Study material:

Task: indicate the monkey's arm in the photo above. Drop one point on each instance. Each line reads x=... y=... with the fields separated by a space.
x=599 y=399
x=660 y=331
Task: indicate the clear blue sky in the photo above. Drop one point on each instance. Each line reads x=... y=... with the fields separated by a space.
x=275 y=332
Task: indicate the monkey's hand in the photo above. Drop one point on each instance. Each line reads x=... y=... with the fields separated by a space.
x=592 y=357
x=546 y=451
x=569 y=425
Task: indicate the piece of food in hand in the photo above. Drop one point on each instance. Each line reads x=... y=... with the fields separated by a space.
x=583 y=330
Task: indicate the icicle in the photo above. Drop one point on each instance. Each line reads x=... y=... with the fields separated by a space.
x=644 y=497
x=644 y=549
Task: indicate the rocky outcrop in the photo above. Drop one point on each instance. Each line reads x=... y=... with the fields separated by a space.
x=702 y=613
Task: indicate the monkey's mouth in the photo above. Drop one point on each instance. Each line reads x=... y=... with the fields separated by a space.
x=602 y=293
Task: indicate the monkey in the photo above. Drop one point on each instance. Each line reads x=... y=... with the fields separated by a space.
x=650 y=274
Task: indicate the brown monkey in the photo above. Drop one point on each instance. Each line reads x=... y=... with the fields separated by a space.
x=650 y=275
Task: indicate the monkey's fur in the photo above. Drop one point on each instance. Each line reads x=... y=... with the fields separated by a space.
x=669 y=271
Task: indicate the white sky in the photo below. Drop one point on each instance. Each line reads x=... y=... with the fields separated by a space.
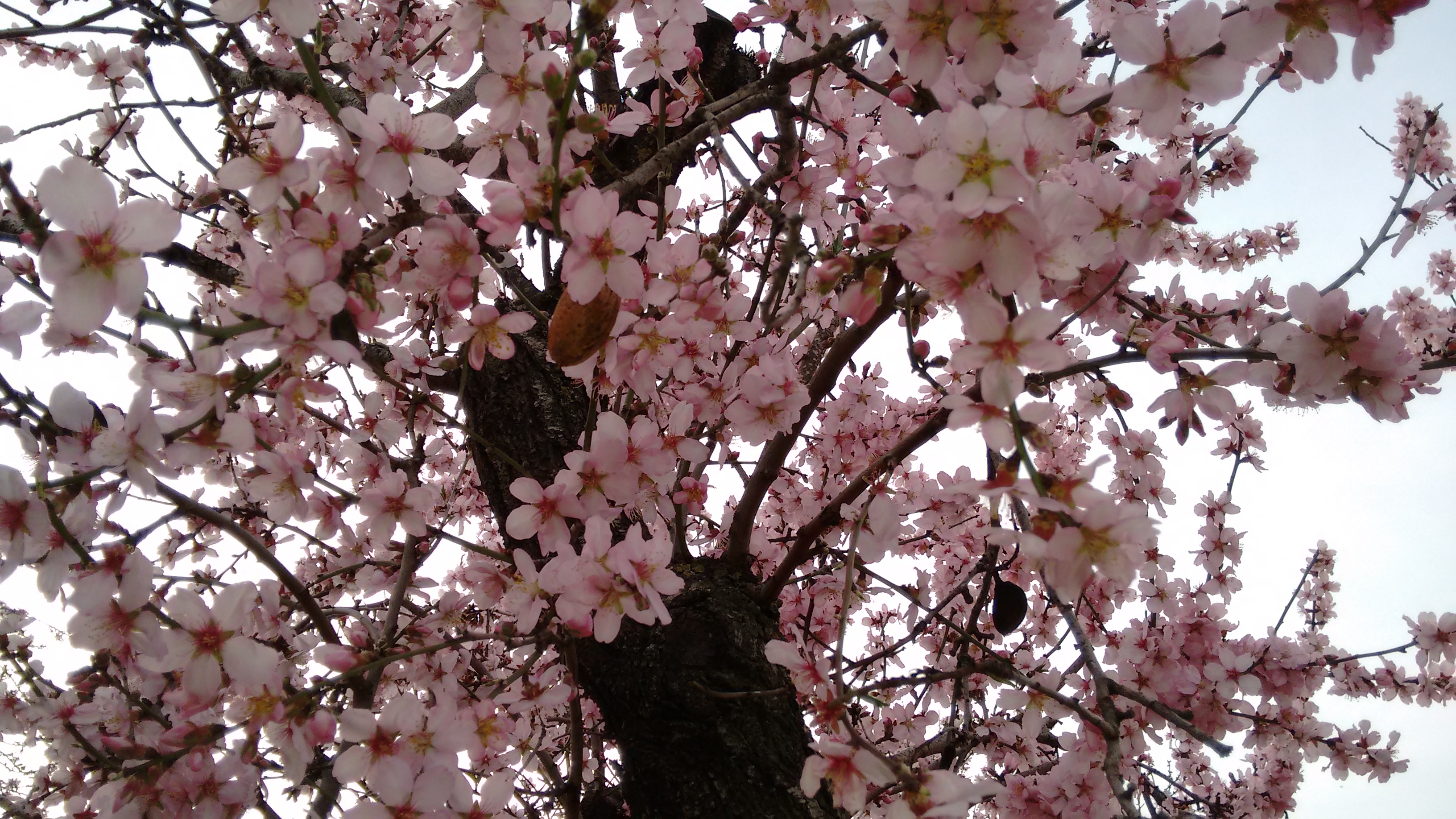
x=1378 y=493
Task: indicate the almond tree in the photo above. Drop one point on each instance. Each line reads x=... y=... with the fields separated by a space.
x=599 y=302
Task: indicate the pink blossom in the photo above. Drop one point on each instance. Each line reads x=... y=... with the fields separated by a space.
x=299 y=292
x=602 y=247
x=999 y=347
x=1177 y=65
x=210 y=642
x=849 y=769
x=660 y=54
x=94 y=263
x=542 y=513
x=490 y=331
x=399 y=142
x=273 y=170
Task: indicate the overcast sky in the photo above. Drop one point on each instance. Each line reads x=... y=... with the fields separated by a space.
x=1381 y=495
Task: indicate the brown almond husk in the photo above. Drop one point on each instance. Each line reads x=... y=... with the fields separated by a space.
x=577 y=331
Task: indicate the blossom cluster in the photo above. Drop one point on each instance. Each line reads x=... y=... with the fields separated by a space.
x=413 y=206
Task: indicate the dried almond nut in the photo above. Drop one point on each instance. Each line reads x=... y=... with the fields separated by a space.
x=577 y=331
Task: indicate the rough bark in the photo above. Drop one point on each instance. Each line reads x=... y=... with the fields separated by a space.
x=686 y=749
x=672 y=695
x=686 y=753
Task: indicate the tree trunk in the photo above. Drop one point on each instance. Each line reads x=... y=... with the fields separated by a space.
x=688 y=751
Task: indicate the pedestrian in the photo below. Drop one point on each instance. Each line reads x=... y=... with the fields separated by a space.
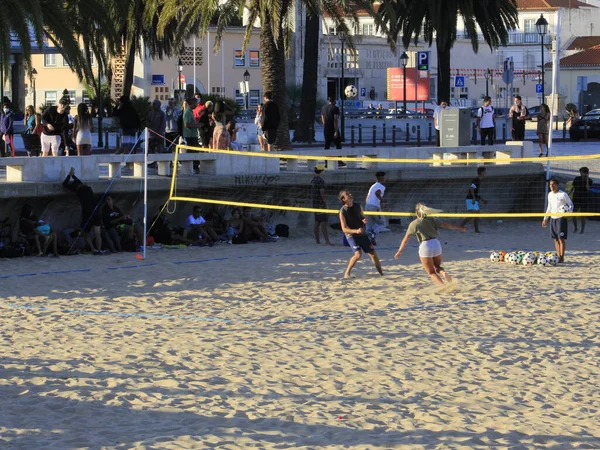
x=129 y=122
x=56 y=127
x=91 y=214
x=518 y=115
x=330 y=115
x=375 y=202
x=7 y=129
x=271 y=119
x=436 y=120
x=581 y=196
x=425 y=229
x=352 y=220
x=83 y=130
x=319 y=201
x=486 y=121
x=156 y=121
x=558 y=202
x=543 y=128
x=474 y=199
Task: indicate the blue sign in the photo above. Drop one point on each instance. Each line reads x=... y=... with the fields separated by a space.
x=158 y=80
x=423 y=60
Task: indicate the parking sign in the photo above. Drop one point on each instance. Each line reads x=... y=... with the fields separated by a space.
x=423 y=60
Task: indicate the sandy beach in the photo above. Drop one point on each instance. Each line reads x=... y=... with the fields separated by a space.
x=265 y=346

Exercise objective:
The copy must match each record exactly, apart from the images, which stay out.

Task output:
Task: indicate the monkey's arm in the photo above. Drop one point on each instance. Each line reads x=... y=... with the fields separated by a space.
x=599 y=399
x=660 y=331
Task: indicate the clear blue sky in the photo above. Drop one point on each instance. Each line reads x=... y=... with the fields separated by a space.
x=275 y=332
Task: indicate the monkey's hand in the photo above. Drop one point on each instance. Each line reads x=... y=... with the fields separated by a space.
x=592 y=357
x=546 y=451
x=569 y=425
Task: indicate the piece of food in hand in the photo above. Drop one point on each instance. Each line reads x=... y=... with the fields separated by a space.
x=583 y=330
Task: indicate the icicle in the photo above. Drop one point on each instance. Each line reads x=... y=... with the fields separated by a space.
x=644 y=497
x=644 y=549
Task: indicate the rocky outcrop in the photo above. Drop one point on each instance. Each line reads x=... y=... with the fields separated by a space.
x=702 y=613
Task: indicate the monkey's mouth in the photo above. Drop one point on each instance. Each line reads x=... y=... with the fields separated by a space.
x=602 y=293
Task: indicate the monkey in the photo above. Drop one point on each instance. Each line reads x=... y=... with the fields separated by a space.
x=650 y=274
Task: indicate the brown monkey in the photo above. Drop one point on each instance. Each line reads x=... y=... with the fields separated by a space.
x=650 y=275
Task: indicate the monkey's fur in the photo above. Drop one point on each instance. Each line reads x=... y=... with the fields separated by a space.
x=669 y=271
Task: indicate the white sky in the photo below. Drop one point on each instance. Each line reads x=... y=... with the fields separated by a space.
x=1378 y=493
Task: indicate the almond tree in the photo above. Drop one point on each instance. Each line reads x=... y=... with the fields separated by a space.
x=599 y=302
Task: indicate the pink blossom in the photo above. Drop one point on each instance. Each line reads x=... y=... with the fields separated by a space.
x=299 y=292
x=602 y=247
x=999 y=347
x=1177 y=65
x=210 y=642
x=849 y=769
x=660 y=54
x=94 y=263
x=542 y=513
x=490 y=331
x=399 y=142
x=273 y=170
Task: indicate the overcast sky in the photo above. Drop one point on each instance. Each line reads x=... y=... with the fields separated by a space.
x=1381 y=495
Task: indicate the brown almond husk in the photo above. Drop one point on each instance. Each line reads x=... y=... with the fields separated by a space.
x=577 y=331
Task: indicate the blossom cluster in the photo above. Drop one point on each instance. Each line reads x=... y=... with the fields separated by a space.
x=413 y=206
Task: indicate the dried almond nut in the photo above. Drop one point on each instance. Each line reads x=... y=... with the fields separated by a space.
x=577 y=331
Task: indicate the rough bark in the photo above. Drop one point on each instance. Each line reads x=... y=... with the fields separated by a space.
x=686 y=749
x=672 y=695
x=686 y=753
Task: indicate the tree trunk in the photo above. Drop one point on each instance. Each line reads x=... y=... with the fields separated by a space.
x=688 y=751
Task: indicate the pedestrian in the photo below. Drop one point on each instance. Each line reads x=... y=... with the fields separated by a space.
x=129 y=122
x=56 y=127
x=91 y=214
x=518 y=115
x=330 y=115
x=375 y=202
x=7 y=129
x=271 y=119
x=436 y=120
x=581 y=196
x=425 y=229
x=352 y=220
x=83 y=130
x=319 y=201
x=486 y=121
x=156 y=121
x=558 y=202
x=543 y=128
x=474 y=199
Task: indicate the blue sign in the photo above. Drop one point on each instance. Each line reads x=... y=... with the fields separated by a space.
x=158 y=80
x=423 y=60
Task: indicate the parking sign in the photo above. Drop one point on each instance. Each line reads x=... y=... with the fields separated by a space.
x=423 y=60
Task: indicate the sandy beach in the photo above. Drop one point on each instance. Each line reads x=... y=... with the fields separated by a space.
x=265 y=346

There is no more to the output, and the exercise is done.